_What you have to do:_
Up to and including the final line, please copy every line exactly, starting from the one that contains "Where in the photo above can the poster" in the material below.

━━━━

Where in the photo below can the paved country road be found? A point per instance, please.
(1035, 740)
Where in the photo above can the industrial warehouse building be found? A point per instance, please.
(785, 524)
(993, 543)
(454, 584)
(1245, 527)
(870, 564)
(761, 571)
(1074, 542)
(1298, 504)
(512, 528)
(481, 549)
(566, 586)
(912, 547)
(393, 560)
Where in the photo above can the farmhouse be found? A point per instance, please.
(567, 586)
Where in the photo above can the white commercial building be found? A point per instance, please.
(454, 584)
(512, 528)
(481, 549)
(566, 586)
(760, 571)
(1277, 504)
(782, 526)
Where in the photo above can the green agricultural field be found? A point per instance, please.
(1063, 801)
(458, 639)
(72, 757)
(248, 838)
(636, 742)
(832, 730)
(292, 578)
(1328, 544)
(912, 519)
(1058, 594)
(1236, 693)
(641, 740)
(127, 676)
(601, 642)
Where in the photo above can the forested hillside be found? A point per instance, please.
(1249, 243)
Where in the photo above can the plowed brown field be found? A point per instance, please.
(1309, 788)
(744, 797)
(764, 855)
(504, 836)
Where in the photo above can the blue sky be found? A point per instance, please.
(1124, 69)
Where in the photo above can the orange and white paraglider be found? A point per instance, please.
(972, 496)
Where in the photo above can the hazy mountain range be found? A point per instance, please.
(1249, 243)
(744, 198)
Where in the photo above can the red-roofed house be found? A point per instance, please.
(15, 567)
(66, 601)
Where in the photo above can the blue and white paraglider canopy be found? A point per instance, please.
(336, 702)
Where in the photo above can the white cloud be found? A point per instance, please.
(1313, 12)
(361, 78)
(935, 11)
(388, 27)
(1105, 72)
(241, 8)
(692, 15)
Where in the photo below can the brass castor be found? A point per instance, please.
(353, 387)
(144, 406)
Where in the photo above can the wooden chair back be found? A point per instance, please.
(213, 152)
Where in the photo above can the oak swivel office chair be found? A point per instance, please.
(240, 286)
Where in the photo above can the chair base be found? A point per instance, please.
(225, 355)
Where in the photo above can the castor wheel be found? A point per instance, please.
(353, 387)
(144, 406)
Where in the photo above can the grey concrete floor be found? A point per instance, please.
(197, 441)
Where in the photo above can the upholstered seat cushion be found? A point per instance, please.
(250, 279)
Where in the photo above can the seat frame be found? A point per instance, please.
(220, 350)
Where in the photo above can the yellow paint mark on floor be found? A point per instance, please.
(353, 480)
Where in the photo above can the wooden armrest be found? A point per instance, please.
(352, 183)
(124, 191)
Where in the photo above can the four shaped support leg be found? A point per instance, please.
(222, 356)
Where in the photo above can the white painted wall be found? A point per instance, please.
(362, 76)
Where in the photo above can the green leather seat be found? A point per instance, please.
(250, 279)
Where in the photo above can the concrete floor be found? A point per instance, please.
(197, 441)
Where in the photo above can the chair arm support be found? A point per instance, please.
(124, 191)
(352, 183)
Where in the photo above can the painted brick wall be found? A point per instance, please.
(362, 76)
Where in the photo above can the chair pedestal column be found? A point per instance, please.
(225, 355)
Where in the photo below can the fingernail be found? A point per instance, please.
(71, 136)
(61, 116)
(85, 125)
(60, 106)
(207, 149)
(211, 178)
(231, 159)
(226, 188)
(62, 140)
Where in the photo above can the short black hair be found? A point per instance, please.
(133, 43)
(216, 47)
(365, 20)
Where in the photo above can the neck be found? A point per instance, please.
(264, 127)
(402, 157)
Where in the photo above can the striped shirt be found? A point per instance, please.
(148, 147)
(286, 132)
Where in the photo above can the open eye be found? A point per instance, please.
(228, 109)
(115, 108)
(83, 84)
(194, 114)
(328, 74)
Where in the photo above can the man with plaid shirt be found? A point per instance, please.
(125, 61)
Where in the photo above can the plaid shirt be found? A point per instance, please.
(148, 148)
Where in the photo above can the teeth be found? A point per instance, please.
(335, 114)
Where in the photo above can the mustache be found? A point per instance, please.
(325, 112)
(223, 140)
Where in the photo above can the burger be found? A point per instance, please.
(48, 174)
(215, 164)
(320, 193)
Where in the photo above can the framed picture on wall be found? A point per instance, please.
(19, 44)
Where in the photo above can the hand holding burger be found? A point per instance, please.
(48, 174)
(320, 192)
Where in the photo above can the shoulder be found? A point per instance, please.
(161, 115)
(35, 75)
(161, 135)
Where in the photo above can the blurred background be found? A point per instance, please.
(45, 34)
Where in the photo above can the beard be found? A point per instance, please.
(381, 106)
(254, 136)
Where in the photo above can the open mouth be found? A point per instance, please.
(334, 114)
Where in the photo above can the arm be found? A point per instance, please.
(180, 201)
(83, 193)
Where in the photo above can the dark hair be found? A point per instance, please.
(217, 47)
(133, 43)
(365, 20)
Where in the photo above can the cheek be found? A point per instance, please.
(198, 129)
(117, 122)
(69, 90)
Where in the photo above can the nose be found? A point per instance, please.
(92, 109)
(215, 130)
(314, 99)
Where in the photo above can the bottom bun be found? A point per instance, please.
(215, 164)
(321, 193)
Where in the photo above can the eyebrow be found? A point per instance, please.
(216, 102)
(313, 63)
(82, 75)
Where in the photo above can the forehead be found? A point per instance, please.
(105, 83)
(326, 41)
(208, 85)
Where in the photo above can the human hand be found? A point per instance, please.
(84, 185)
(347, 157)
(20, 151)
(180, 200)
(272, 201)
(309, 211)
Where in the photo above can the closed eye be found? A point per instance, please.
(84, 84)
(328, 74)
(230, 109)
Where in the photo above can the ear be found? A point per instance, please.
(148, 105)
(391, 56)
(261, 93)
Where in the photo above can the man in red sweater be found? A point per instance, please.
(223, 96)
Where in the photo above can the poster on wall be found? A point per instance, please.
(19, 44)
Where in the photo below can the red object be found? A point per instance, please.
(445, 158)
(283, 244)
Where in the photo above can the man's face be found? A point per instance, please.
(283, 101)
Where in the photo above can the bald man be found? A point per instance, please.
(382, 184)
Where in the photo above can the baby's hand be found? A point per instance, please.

━━━━

_Answer space:_
Where in the photo above can the poster on wall be found? A point per instance, please.
(19, 44)
Where in the photo below can the red object be found? A point per instance, please.
(445, 158)
(283, 244)
Where in the photo above can the man's face be found? A point per instance, please.
(283, 101)
Where in the photo above can the bald man be found? A point per instance, please.
(382, 184)
Where in the photo above can the baby's hand be found? A point per instance, please.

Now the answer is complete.